-- WHAT IS REQUIRED --
Rewrite the material as a numbered list, from its beginning through the line holding "positive clicks: (10, 262)", inclusive. Omit blank lines and pictures.

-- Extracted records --
####################

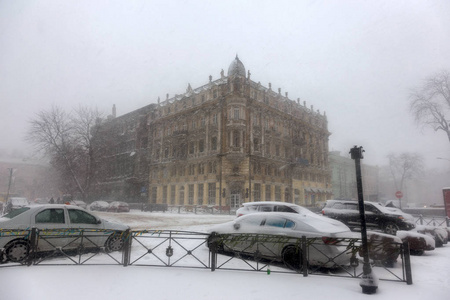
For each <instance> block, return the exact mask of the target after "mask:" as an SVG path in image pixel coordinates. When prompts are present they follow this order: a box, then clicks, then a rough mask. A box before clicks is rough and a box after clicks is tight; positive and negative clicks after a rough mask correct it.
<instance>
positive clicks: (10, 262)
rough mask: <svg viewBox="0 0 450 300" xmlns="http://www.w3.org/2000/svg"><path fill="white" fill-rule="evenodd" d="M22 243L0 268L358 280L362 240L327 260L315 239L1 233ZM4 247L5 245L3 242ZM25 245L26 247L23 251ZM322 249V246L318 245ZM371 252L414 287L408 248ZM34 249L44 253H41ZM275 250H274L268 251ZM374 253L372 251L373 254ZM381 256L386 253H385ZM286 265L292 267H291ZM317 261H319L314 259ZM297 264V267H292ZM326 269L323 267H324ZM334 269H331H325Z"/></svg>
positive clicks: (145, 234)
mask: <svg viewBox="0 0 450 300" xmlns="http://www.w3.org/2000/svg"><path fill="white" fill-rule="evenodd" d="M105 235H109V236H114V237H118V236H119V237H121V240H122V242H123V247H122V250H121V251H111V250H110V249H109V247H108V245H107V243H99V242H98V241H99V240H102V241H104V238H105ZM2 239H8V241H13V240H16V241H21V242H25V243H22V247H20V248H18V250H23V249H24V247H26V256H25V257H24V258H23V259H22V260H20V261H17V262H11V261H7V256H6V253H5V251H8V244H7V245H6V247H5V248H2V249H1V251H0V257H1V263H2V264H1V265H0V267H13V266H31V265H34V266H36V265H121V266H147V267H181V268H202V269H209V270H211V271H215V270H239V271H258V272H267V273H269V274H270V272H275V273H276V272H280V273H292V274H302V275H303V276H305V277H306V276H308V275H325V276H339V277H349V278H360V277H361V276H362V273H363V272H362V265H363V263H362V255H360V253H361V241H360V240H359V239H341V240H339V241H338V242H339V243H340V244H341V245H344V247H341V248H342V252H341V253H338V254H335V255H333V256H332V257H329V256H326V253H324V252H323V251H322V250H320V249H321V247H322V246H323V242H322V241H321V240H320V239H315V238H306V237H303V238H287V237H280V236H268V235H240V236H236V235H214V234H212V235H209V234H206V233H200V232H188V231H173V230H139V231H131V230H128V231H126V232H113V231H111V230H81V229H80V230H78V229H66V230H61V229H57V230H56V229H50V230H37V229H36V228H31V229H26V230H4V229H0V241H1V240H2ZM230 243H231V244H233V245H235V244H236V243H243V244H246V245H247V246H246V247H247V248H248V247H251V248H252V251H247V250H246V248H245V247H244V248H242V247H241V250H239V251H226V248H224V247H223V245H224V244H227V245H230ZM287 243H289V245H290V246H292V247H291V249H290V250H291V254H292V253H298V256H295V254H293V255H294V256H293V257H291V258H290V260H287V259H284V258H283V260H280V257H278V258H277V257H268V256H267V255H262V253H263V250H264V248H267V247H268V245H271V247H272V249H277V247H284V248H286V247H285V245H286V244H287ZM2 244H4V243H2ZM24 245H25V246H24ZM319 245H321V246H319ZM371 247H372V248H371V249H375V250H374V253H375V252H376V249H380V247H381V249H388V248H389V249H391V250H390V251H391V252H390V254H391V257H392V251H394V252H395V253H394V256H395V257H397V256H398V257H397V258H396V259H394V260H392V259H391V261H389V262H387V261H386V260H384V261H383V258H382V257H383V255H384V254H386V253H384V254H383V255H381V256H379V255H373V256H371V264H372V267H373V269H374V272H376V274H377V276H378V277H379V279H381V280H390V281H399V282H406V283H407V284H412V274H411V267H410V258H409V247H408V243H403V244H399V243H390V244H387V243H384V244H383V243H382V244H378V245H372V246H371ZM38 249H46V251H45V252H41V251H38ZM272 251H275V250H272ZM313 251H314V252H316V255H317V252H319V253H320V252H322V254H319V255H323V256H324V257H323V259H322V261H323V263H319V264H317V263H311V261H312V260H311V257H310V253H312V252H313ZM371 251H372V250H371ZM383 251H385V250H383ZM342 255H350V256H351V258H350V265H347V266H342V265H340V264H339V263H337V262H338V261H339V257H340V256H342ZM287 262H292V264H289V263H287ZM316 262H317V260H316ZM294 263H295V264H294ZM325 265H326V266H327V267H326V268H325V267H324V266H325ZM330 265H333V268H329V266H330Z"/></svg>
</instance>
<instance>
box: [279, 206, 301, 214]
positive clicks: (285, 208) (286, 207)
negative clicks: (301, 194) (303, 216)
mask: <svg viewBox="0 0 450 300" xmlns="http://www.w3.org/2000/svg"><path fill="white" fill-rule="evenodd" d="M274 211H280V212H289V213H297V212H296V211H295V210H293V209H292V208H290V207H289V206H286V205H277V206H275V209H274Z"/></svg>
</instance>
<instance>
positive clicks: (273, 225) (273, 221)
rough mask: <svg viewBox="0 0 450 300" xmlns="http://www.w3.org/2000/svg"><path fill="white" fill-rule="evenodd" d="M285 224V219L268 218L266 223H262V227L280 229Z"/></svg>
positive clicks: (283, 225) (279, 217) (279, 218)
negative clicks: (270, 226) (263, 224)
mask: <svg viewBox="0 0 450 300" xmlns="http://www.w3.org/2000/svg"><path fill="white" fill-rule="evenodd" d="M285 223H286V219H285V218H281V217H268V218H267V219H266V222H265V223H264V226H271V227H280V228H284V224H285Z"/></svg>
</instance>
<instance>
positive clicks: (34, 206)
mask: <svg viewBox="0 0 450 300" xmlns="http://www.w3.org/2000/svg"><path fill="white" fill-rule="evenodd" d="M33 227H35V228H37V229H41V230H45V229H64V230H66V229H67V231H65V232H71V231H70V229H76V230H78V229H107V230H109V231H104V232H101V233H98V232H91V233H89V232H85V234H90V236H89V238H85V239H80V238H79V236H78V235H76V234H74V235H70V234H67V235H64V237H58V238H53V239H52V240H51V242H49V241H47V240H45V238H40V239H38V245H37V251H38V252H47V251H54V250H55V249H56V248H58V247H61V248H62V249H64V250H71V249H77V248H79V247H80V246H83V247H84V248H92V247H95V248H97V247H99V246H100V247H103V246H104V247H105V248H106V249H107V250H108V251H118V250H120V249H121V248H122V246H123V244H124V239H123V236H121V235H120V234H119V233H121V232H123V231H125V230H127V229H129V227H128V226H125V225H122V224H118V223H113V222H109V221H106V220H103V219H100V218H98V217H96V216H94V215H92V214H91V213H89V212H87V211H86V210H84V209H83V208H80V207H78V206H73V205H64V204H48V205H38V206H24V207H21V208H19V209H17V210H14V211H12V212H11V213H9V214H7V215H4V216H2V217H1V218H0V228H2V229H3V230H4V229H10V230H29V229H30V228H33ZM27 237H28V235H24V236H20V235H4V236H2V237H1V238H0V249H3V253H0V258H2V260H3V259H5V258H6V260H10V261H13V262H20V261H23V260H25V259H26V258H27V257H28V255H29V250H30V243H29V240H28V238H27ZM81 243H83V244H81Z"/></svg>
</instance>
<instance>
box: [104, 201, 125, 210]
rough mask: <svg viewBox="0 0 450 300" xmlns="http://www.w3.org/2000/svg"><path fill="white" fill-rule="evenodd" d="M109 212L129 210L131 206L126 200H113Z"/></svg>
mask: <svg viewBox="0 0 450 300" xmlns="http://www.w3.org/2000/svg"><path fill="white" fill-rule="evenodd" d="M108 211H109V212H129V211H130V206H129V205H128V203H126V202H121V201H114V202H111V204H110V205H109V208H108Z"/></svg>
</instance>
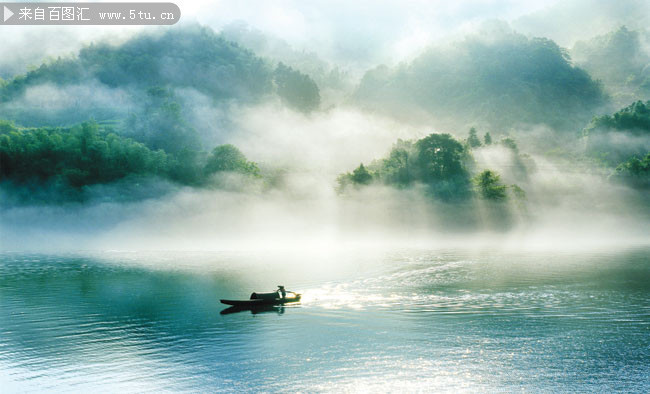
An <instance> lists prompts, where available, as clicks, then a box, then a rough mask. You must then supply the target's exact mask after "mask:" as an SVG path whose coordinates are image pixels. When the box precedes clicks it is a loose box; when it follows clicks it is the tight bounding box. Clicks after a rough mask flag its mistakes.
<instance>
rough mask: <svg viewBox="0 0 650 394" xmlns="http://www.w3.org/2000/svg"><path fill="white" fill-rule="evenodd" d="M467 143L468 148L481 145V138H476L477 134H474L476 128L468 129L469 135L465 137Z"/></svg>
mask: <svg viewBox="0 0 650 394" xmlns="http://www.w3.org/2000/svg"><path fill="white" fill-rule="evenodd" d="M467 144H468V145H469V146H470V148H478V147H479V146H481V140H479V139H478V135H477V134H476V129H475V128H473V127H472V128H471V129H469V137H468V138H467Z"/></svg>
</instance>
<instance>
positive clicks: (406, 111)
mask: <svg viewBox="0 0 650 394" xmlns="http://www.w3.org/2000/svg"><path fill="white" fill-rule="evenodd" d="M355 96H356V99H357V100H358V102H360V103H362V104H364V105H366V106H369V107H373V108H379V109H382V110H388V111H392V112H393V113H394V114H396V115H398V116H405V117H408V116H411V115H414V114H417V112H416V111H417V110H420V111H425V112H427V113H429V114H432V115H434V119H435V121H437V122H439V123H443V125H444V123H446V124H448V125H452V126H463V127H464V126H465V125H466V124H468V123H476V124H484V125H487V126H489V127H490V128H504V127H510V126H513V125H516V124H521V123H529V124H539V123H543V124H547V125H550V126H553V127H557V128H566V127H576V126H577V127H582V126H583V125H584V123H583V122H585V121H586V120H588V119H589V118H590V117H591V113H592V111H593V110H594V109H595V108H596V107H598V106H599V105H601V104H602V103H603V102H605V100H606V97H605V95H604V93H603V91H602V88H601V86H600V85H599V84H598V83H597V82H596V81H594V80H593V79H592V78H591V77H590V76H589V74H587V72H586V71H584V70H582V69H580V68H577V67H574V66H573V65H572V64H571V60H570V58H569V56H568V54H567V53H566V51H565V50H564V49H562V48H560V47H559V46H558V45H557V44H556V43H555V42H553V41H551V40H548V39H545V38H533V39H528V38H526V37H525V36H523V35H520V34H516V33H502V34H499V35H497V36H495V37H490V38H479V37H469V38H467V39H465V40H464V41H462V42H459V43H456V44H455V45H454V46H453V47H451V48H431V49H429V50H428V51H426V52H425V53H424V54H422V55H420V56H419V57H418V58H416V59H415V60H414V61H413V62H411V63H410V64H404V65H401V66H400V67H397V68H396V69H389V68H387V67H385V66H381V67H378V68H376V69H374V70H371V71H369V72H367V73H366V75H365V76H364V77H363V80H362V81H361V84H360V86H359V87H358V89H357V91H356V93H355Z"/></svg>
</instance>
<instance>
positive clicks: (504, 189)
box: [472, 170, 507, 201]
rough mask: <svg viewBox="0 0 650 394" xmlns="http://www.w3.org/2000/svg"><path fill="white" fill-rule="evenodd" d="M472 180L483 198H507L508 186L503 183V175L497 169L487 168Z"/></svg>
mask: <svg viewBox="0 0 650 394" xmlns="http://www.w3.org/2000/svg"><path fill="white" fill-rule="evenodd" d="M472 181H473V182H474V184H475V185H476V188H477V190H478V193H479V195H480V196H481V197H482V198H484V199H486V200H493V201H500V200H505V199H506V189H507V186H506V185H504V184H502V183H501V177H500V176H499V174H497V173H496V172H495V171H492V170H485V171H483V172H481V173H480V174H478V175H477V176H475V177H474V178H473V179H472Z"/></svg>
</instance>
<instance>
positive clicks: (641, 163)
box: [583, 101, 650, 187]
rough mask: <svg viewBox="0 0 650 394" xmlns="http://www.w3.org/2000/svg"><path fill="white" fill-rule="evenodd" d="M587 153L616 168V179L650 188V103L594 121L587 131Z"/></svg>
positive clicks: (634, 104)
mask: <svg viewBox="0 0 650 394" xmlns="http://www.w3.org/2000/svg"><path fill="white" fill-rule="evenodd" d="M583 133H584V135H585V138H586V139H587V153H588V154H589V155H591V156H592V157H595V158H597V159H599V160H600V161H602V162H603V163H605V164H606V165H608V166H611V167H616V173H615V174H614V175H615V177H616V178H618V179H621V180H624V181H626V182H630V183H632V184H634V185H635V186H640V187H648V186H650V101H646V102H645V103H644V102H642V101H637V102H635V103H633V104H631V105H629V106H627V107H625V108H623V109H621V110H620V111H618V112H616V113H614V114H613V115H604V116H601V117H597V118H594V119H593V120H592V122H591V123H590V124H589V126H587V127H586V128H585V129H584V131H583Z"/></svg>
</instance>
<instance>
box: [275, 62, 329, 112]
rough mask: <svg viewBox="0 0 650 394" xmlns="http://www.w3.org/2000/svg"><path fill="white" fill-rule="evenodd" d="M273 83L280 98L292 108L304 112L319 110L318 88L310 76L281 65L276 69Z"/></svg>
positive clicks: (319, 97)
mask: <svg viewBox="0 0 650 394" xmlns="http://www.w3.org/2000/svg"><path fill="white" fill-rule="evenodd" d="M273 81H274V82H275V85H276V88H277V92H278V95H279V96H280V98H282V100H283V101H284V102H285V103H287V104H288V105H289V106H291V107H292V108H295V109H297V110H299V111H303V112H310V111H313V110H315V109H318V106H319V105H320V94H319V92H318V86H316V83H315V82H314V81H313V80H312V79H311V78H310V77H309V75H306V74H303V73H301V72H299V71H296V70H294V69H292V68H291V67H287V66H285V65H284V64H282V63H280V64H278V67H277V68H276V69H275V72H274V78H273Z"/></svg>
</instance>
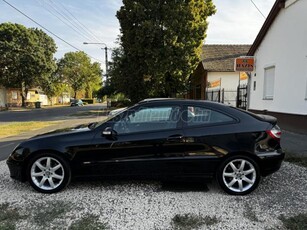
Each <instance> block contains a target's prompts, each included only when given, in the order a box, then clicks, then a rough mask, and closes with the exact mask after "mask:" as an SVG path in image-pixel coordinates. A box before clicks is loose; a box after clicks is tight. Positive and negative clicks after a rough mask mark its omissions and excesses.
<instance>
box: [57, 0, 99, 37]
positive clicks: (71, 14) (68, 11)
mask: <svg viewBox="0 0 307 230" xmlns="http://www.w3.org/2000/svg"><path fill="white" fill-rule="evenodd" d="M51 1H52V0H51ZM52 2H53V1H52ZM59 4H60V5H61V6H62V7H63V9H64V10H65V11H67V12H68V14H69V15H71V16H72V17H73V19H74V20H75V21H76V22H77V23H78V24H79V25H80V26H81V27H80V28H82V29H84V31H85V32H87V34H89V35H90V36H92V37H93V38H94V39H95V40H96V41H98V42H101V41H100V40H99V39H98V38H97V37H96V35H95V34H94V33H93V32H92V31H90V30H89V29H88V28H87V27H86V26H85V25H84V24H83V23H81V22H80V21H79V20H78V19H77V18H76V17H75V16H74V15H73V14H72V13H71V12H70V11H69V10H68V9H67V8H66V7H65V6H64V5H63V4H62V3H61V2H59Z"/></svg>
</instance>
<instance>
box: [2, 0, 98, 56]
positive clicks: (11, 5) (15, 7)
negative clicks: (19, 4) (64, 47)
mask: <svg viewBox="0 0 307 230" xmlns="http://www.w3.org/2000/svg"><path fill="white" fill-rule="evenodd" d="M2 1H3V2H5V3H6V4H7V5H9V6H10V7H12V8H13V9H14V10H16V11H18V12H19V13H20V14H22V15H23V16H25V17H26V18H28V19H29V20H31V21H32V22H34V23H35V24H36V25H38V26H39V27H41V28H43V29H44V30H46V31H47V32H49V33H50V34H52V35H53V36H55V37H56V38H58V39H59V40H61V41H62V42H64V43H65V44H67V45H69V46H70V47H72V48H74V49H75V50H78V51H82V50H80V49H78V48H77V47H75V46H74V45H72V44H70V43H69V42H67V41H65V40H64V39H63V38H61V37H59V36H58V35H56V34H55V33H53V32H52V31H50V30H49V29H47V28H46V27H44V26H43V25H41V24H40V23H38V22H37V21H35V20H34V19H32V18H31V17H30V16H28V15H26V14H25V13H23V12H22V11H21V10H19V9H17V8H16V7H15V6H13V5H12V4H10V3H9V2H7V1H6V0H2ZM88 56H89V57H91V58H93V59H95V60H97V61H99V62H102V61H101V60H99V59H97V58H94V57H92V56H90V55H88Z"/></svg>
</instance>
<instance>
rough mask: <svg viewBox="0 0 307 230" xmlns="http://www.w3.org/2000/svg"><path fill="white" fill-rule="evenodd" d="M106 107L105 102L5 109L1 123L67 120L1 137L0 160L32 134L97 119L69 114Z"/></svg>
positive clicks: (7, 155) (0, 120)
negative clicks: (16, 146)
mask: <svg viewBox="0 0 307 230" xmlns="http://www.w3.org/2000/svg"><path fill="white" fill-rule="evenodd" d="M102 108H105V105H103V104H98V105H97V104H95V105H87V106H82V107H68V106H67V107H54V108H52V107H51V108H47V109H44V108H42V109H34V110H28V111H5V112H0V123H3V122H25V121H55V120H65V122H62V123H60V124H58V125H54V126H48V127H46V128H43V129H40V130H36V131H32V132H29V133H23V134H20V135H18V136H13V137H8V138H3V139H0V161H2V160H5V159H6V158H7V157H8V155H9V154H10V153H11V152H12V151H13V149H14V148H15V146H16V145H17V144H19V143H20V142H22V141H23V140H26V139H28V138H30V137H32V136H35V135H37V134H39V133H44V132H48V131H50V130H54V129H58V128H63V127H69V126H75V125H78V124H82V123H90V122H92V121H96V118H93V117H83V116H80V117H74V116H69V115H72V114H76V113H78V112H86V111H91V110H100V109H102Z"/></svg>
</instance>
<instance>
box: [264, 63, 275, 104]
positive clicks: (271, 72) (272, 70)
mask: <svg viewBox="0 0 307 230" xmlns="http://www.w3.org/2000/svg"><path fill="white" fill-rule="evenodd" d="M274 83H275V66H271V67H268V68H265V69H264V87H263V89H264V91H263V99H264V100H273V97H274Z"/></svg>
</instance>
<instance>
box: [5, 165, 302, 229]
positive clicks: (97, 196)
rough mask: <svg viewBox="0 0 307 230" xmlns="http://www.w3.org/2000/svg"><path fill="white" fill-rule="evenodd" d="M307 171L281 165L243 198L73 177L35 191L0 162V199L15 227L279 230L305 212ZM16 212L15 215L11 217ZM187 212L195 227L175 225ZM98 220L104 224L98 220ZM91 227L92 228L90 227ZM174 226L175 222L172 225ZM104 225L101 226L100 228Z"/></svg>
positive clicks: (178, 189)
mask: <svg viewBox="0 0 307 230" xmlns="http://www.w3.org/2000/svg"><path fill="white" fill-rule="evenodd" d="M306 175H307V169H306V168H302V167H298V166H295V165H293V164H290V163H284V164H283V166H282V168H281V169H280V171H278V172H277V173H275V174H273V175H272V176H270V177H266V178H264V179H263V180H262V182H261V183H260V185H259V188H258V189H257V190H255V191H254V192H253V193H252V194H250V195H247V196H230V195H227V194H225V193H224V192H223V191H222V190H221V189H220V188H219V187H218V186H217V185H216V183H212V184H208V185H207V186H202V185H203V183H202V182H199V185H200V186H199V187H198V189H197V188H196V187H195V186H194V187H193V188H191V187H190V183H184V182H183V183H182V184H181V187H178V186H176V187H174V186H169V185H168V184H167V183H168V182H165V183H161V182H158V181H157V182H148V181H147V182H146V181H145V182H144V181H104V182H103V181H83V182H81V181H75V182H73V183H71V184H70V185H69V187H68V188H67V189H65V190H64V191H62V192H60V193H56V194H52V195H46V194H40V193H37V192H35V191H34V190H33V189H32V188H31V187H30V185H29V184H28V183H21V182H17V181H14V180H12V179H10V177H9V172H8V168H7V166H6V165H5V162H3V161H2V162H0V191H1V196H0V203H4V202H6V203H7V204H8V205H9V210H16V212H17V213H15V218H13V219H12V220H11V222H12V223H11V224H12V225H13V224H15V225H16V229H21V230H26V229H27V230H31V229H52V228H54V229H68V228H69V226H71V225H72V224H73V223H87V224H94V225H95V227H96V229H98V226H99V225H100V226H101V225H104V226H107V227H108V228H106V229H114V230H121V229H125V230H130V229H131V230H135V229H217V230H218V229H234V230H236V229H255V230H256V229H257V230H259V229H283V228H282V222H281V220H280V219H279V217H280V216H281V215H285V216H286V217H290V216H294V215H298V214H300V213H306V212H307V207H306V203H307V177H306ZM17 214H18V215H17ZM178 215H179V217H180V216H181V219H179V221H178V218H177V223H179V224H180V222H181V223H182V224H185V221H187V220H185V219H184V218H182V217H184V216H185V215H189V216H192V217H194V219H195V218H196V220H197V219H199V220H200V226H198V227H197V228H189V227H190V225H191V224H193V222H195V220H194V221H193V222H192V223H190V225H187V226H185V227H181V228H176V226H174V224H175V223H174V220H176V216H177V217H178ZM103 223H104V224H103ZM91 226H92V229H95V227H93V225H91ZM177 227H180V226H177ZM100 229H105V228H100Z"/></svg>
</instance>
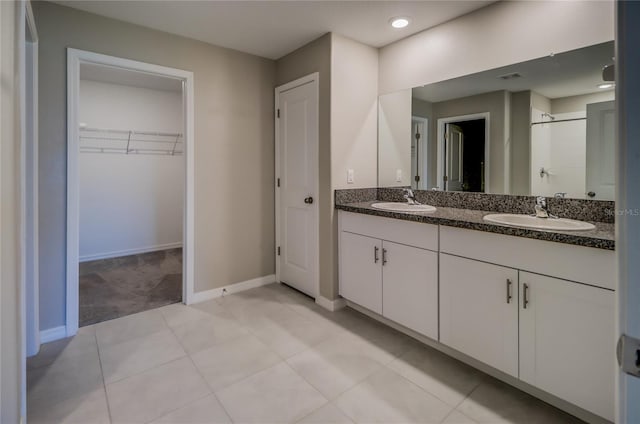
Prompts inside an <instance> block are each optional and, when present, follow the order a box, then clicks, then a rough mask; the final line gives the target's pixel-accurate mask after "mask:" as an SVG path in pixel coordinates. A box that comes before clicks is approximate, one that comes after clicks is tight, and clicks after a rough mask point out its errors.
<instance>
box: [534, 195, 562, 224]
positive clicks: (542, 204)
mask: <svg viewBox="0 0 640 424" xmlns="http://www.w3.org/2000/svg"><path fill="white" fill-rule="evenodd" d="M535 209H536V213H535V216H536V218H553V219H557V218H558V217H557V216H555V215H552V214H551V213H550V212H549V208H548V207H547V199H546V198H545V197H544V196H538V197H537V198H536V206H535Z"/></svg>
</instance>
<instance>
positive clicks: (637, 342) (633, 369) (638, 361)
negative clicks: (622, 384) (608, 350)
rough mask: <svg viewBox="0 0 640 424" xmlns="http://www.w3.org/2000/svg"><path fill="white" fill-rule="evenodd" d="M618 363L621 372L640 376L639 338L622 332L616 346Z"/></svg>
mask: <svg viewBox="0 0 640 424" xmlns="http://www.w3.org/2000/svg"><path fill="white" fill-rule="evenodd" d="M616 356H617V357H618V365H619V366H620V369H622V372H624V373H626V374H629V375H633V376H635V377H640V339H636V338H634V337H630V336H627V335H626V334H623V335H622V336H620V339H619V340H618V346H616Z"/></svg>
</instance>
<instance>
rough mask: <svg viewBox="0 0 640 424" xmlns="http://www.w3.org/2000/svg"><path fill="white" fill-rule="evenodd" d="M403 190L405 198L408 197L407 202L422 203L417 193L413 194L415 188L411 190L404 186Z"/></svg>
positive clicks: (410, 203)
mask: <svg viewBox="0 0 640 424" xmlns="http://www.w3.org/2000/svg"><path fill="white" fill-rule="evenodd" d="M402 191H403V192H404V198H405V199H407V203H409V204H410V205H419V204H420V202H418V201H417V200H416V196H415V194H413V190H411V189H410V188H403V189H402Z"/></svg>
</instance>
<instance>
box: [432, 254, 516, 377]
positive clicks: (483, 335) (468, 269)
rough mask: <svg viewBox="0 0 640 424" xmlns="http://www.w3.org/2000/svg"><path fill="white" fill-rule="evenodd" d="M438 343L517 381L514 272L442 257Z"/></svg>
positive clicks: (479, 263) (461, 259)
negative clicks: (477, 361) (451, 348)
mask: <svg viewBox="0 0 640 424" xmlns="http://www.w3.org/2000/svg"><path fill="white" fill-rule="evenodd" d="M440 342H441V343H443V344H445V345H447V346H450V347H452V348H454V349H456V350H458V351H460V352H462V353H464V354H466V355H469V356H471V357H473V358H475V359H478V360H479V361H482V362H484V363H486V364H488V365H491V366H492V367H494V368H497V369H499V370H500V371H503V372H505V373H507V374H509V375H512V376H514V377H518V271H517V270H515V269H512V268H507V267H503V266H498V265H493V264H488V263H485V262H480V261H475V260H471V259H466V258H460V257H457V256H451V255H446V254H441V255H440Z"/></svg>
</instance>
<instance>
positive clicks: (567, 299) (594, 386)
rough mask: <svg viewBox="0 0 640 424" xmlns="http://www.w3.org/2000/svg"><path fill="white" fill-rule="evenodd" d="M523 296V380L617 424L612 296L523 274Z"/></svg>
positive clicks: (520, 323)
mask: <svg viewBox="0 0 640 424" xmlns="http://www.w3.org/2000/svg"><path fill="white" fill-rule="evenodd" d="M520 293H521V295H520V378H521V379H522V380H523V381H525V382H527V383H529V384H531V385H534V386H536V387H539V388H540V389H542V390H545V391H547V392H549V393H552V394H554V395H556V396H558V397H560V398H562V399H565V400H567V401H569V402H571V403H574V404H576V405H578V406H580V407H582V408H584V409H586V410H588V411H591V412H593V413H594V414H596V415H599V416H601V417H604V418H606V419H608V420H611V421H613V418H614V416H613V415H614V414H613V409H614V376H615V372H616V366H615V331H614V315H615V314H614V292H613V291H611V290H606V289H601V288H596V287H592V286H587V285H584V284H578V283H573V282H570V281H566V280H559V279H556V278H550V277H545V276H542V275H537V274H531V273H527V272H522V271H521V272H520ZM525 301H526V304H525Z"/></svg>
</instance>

####################

-- ANSWER --
1. For each <instance> block, return the exact mask of the target after "mask:" as an SVG path in image pixel coordinates. When prompts are present they follow this order: a box, then clicks, then a rough mask. A box before clicks is rough and a box after clicks is tight; positive and negative clicks after a rough mask correct it.
2. <instance>
3. positive clicks: (10, 262)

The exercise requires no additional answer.